Tasks to complete:
A) According to the article on the US MOX plant, how much is the DoE's FY2015 budget request?
B) List each distinct dollar amount that appears in the article on the US MOX plant.

Passage:
US MOX plant left cold by budget

05 March 2014

The USA's partially built Mixed Oxide Fuel Fabrication Facility (MFFF), a key component of the country's plutonium disposition program, is to be placed on cold standby after being effectively cut out of the Department of Energy's (DoE's) FY2015 budget request.

MFFF, pictured in May 2013, with the exterior structure of the facility complete (Image: Shaw Areva MOX Services)

The DoE's $27.9 billion budget request includes $11.7 billion for the US National Nuclear Security Administration (NNSA), the body responsible for US non-proliferation activities including the plutonium disposition program as well as the maintenance of the nation's nuclear arsenal. That arsenal now needs extensive - and expensive - modernisation to keep it safe. Of the $11.7 billion the DoE has requested for NNSA, the lion's share - $8.3 billion - is earmarked for its weapons activities appropriation, including $2.7 billion for stockpile modernisation. The MFFF receives nothing.

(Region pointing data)
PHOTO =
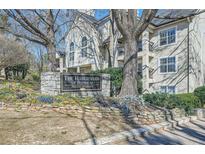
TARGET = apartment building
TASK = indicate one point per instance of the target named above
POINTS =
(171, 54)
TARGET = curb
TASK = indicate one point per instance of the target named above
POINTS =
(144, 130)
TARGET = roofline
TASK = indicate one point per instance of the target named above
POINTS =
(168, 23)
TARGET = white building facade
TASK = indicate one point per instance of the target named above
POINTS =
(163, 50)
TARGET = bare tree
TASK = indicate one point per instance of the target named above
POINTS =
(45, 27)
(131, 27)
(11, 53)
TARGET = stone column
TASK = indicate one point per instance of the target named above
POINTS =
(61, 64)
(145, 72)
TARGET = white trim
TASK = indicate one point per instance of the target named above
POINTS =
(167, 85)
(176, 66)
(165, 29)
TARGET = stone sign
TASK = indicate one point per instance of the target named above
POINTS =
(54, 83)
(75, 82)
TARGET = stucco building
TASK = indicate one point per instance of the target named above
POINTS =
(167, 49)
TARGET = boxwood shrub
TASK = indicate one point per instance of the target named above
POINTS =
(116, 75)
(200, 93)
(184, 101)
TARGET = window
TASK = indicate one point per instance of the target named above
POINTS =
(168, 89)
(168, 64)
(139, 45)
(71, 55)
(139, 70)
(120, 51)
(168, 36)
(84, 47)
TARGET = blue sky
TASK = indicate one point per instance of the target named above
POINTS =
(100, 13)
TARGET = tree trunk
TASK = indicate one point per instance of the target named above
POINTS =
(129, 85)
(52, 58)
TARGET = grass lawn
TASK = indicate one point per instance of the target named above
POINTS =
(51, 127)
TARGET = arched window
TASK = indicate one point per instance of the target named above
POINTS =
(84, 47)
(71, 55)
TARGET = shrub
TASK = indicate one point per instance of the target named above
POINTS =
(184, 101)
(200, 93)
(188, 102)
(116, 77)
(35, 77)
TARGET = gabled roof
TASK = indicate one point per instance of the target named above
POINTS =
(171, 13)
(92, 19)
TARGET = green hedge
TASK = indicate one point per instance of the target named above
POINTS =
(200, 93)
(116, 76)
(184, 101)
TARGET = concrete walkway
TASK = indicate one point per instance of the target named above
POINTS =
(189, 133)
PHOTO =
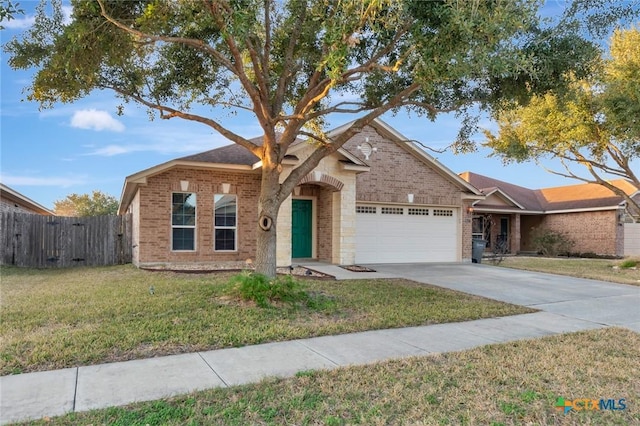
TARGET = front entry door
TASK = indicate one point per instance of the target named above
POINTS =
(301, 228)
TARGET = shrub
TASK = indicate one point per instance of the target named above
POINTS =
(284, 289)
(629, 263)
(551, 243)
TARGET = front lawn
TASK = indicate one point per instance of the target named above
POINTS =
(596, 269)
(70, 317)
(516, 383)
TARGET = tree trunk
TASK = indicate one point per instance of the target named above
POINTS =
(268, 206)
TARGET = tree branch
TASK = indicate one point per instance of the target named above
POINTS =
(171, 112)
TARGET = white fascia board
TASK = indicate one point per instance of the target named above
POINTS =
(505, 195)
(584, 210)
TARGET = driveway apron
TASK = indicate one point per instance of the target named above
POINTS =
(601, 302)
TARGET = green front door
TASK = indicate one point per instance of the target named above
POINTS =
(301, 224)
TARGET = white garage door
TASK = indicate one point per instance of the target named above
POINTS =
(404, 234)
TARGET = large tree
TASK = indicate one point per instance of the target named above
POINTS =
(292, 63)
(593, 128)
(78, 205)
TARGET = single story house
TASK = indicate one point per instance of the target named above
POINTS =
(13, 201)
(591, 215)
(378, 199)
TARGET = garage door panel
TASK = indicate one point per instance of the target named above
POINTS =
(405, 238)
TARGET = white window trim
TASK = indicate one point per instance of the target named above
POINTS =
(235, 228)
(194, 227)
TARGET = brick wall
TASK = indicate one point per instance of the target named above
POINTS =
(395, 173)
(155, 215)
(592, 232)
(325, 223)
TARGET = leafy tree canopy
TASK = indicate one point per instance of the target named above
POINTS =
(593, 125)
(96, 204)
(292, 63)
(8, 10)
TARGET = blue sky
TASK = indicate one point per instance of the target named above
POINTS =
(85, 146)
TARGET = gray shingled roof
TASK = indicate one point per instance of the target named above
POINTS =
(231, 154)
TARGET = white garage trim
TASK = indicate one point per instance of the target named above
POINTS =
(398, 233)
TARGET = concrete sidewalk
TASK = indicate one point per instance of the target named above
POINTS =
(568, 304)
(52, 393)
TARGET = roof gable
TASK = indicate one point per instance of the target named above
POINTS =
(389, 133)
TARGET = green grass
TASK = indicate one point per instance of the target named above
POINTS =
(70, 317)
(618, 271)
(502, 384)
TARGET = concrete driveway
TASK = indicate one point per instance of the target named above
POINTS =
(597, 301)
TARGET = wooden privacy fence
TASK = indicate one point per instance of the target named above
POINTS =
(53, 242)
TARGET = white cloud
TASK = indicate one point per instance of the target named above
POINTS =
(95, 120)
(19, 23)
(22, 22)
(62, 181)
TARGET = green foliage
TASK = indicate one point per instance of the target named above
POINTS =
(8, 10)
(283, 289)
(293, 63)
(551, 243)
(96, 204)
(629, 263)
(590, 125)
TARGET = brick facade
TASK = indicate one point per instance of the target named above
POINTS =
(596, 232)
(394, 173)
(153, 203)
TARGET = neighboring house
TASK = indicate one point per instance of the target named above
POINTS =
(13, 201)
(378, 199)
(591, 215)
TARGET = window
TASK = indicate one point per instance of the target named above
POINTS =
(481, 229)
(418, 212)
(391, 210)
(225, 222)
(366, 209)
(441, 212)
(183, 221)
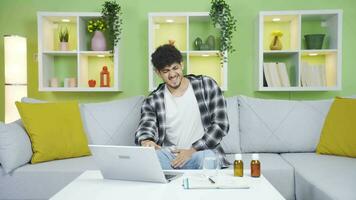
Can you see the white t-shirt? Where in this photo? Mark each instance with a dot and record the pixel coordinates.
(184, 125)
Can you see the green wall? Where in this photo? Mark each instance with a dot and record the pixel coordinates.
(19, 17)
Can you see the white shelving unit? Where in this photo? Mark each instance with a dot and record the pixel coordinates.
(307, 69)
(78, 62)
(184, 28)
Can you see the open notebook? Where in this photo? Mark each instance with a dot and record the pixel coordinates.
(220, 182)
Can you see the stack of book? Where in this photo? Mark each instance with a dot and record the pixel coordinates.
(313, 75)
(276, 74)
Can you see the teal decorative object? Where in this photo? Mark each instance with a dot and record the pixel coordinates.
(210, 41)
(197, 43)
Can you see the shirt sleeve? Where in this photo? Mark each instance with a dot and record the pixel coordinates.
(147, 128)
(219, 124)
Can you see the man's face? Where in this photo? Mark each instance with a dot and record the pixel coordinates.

Solutions to the tasks:
A) $27.9 billion

B) $27.9 billion, $11.7 billion, $8.3 billion, $2.7 billion